• [Records shown]:
- - -
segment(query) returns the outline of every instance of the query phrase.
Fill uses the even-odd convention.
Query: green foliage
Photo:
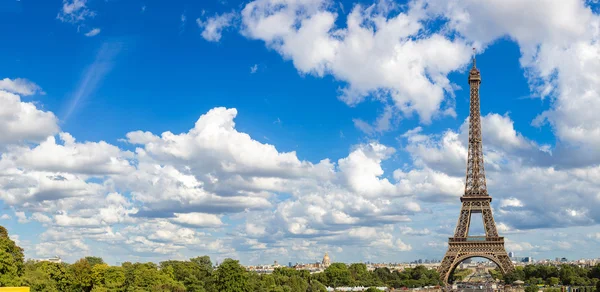
[[[225,259],[213,275],[215,287],[220,292],[246,292],[248,274],[236,260]]]
[[[7,236],[0,228],[0,237]],[[378,291],[376,286],[390,288],[416,288],[439,285],[439,274],[424,266],[401,271],[377,268],[369,271],[365,264],[347,266],[334,263],[322,273],[310,274],[306,270],[277,268],[272,274],[259,275],[248,272],[238,261],[226,259],[214,269],[209,257],[202,256],[188,261],[164,261],[154,263],[125,262],[109,266],[97,257],[86,257],[73,264],[27,261],[22,264],[22,276],[18,285],[26,285],[32,292],[324,292],[326,286],[364,286],[367,291]],[[458,269],[455,277],[469,274]],[[502,279],[499,270],[490,274]],[[526,291],[538,291],[537,285],[557,286],[570,283],[580,286],[581,291],[592,292],[593,286],[600,290],[600,265],[580,268],[572,265],[559,267],[531,265],[517,267],[513,273],[504,275],[506,282],[523,280]],[[546,292],[558,292],[557,288],[546,288]]]
[[[525,287],[525,292],[537,292],[539,288],[537,286],[527,286]]]
[[[23,249],[0,226],[0,287],[18,286],[24,273]]]
[[[350,285],[351,275],[348,266],[344,263],[333,263],[325,269],[325,275],[331,287]]]
[[[560,279],[557,277],[550,277],[548,278],[548,280],[546,280],[546,284],[550,286],[557,286],[558,284],[560,284]]]

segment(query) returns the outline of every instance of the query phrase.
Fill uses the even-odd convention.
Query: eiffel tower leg
[[[444,259],[442,260],[442,264],[438,268],[438,273],[440,274],[440,281],[442,282],[442,286],[448,286],[448,277],[450,277],[452,265],[454,264],[454,260],[456,259],[456,255],[449,255],[449,252],[450,251],[446,253]]]
[[[498,230],[496,229],[496,222],[492,215],[492,209],[490,208],[489,202],[482,203],[481,216],[483,217],[483,225],[485,226],[485,235],[487,237],[497,237]]]

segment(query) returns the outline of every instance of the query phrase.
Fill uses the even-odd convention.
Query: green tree
[[[215,288],[219,292],[249,292],[248,274],[236,260],[225,259],[213,277]]]
[[[322,273],[319,273],[322,274]],[[327,287],[318,280],[311,280],[306,292],[327,292]]]
[[[558,284],[560,284],[560,279],[557,277],[550,277],[548,278],[546,283],[550,286],[557,286]]]
[[[185,291],[183,284],[172,278],[172,271],[159,270],[154,263],[127,262],[122,267],[127,291]]]
[[[24,273],[23,249],[0,226],[0,287],[18,286]]]
[[[350,271],[344,263],[331,264],[325,269],[325,275],[327,275],[328,283],[332,287],[347,286],[351,281]]]
[[[209,272],[213,271],[213,265],[212,265],[212,262],[210,261],[209,256],[201,256],[201,257],[191,258],[190,261],[192,263],[196,264],[197,266],[202,267],[206,271],[209,271]]]
[[[538,292],[539,288],[537,286],[527,286],[525,287],[525,292]]]
[[[90,266],[102,265],[104,264],[104,260],[101,257],[85,257],[85,260],[90,264]]]
[[[59,291],[55,281],[50,276],[40,269],[33,261],[27,261],[24,264],[24,274],[21,285],[29,287],[31,291]]]
[[[367,265],[362,263],[351,264],[348,270],[350,271],[353,284],[360,286],[374,285],[373,277],[371,277],[371,274],[367,270]]]
[[[71,286],[77,291],[89,292],[92,290],[92,265],[83,258],[69,266]]]

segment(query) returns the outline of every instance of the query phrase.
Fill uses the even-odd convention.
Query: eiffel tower
[[[471,112],[469,116],[469,152],[467,159],[467,175],[465,193],[460,198],[462,208],[456,224],[454,237],[448,240],[448,251],[438,268],[442,282],[447,286],[454,269],[464,260],[482,257],[494,262],[502,273],[514,270],[513,264],[504,249],[504,237],[498,236],[496,223],[492,216],[483,169],[483,151],[481,144],[481,113],[479,111],[479,85],[481,75],[476,67],[473,55],[473,67],[469,72],[471,88]],[[485,236],[469,236],[471,214],[481,213]]]

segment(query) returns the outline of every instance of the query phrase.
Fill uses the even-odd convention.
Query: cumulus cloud
[[[217,14],[209,17],[206,20],[196,19],[198,27],[202,30],[202,37],[210,42],[218,42],[221,40],[223,30],[233,25],[235,20],[234,13]]]
[[[391,100],[406,115],[418,113],[424,122],[437,114],[454,115],[444,98],[453,94],[447,75],[468,63],[471,44],[426,30],[421,2],[406,11],[388,1],[356,5],[342,28],[328,4],[252,1],[241,12],[242,33],[264,41],[301,73],[347,82],[340,98],[349,105],[373,95]]]
[[[36,93],[45,94],[42,88],[37,84],[22,78],[0,80],[0,90],[19,94],[21,96],[34,95]]]
[[[19,83],[13,83],[15,84]],[[9,89],[25,94],[33,92],[31,87],[27,86]],[[52,112],[40,110],[31,102],[23,102],[16,94],[0,90],[0,103],[0,145],[37,142],[59,130],[58,119]]]
[[[62,9],[56,18],[62,22],[79,23],[95,15],[96,12],[87,7],[87,0],[63,0]]]
[[[96,36],[100,33],[100,29],[99,28],[93,28],[92,30],[88,31],[85,33],[85,36],[87,37],[93,37]]]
- - -
• [Problem requirements]:
Every entry must be reproduced exactly, with the images left out.

• [Result of this exercise]:
segment(query) returns the outline of every instance of the query phrase.
Fill uses the even-odd convention.
Query: green foliage
Photo:
[[[225,259],[213,275],[215,287],[220,292],[246,292],[248,274],[236,260]]]
[[[7,236],[0,228],[0,237]],[[378,291],[376,286],[390,288],[416,288],[439,285],[439,274],[424,266],[401,271],[377,268],[369,271],[365,264],[347,266],[334,263],[322,273],[310,274],[306,270],[277,268],[272,274],[259,275],[248,272],[238,261],[226,259],[214,269],[209,257],[202,256],[188,261],[164,261],[154,263],[125,262],[109,266],[97,257],[86,257],[73,264],[27,261],[22,264],[22,276],[18,285],[26,285],[32,292],[324,292],[326,286],[364,286],[367,291]],[[458,269],[455,277],[469,274]],[[502,279],[499,270],[490,274]],[[526,291],[538,291],[537,285],[557,286],[570,283],[580,286],[581,291],[592,292],[593,286],[600,290],[600,265],[580,268],[572,265],[559,267],[531,265],[517,267],[513,273],[504,275],[506,282],[523,280]],[[546,292],[558,292],[557,288],[546,288]]]
[[[525,287],[525,292],[537,292],[539,288],[537,286],[527,286]]]
[[[23,249],[0,226],[0,287],[18,286],[24,273]]]
[[[350,285],[351,275],[348,266],[344,263],[333,263],[325,269],[325,275],[331,287]]]
[[[560,279],[557,277],[550,277],[548,278],[548,280],[546,280],[546,284],[550,286],[557,286],[558,284],[560,284]]]

segment(query) returns the outline of every instance of the query phrase.
Fill uses the even-odd convention.
Query: eiffel tower leg
[[[444,259],[442,260],[442,264],[438,268],[438,273],[440,274],[440,281],[442,282],[442,286],[448,286],[448,277],[450,277],[452,265],[454,264],[454,260],[456,259],[456,255],[449,255],[449,252],[450,251],[446,253]]]
[[[498,230],[496,229],[496,222],[492,215],[492,209],[490,208],[489,202],[482,203],[481,216],[483,217],[483,225],[485,226],[485,235],[487,237],[497,237]]]

segment(query) returns the outline of every instance of the query phrase.
Fill uses the even-odd convention.
Query: green tree
[[[215,288],[219,292],[249,292],[248,274],[236,260],[225,259],[213,277]]]
[[[322,273],[319,273],[322,274]],[[327,287],[318,280],[311,280],[306,292],[327,292]]]
[[[558,284],[560,284],[560,279],[557,277],[550,277],[548,278],[546,283],[550,286],[557,286]]]
[[[185,291],[183,284],[172,278],[172,271],[159,270],[154,263],[127,262],[122,267],[127,291]]]
[[[24,273],[23,249],[0,226],[0,287],[18,286]]]
[[[350,271],[344,263],[331,264],[325,269],[325,275],[327,275],[328,283],[332,287],[347,286],[351,281]]]
[[[209,272],[213,271],[213,265],[212,265],[212,262],[210,261],[209,256],[201,256],[201,257],[191,258],[190,261],[192,263],[196,264],[197,266],[202,267],[206,271],[209,271]]]
[[[538,292],[539,288],[537,286],[527,286],[525,287],[525,292]]]
[[[90,266],[102,265],[104,264],[104,260],[101,257],[85,257],[85,260],[90,264]]]
[[[59,291],[55,281],[50,276],[40,269],[33,261],[27,261],[24,264],[24,274],[21,285],[29,287],[31,291]]]
[[[367,265],[362,263],[351,264],[348,270],[350,271],[353,284],[360,286],[374,285],[373,277],[371,277],[371,274],[367,270]]]
[[[71,286],[77,291],[89,292],[92,290],[92,265],[83,258],[69,266]]]

segment(query) returns the outline of every instance of the query phrase.
Fill uses the even-odd convention.
Query: eiffel tower
[[[471,112],[469,116],[469,152],[467,159],[467,175],[465,193],[460,198],[462,208],[456,224],[454,237],[448,240],[448,251],[438,268],[442,282],[447,286],[454,269],[464,260],[482,257],[494,262],[502,273],[514,270],[513,264],[504,249],[504,237],[498,236],[496,223],[492,216],[483,169],[483,151],[481,144],[481,113],[479,111],[479,85],[481,75],[476,67],[473,55],[473,67],[469,72],[471,88]],[[485,236],[469,236],[471,214],[481,213]]]

segment(query) returns the outline of every instance of the query phrase.
Fill uses the even-odd convention.
Query: cumulus cloud
[[[217,14],[209,17],[206,20],[196,19],[198,27],[202,30],[202,37],[210,42],[218,42],[221,40],[223,30],[233,25],[235,20],[234,13]]]
[[[391,100],[406,115],[418,113],[424,122],[437,114],[454,115],[444,98],[453,94],[447,75],[468,63],[471,44],[426,30],[421,2],[406,11],[388,1],[356,5],[342,28],[328,4],[252,1],[241,12],[242,33],[264,41],[301,73],[347,82],[340,98],[349,105],[373,95]]]
[[[36,93],[45,94],[42,88],[37,84],[22,78],[0,80],[0,90],[19,94],[21,96],[34,95]]]
[[[19,83],[13,83],[15,84]],[[9,89],[25,94],[33,92],[31,87],[27,86]],[[52,112],[40,110],[31,102],[23,102],[16,94],[0,90],[0,103],[0,145],[37,142],[59,130],[58,119]]]
[[[62,9],[56,18],[62,22],[79,23],[95,15],[96,12],[87,7],[87,0],[63,0]]]
[[[96,36],[100,33],[100,29],[99,28],[93,28],[92,30],[88,31],[85,33],[85,36],[87,37],[93,37]]]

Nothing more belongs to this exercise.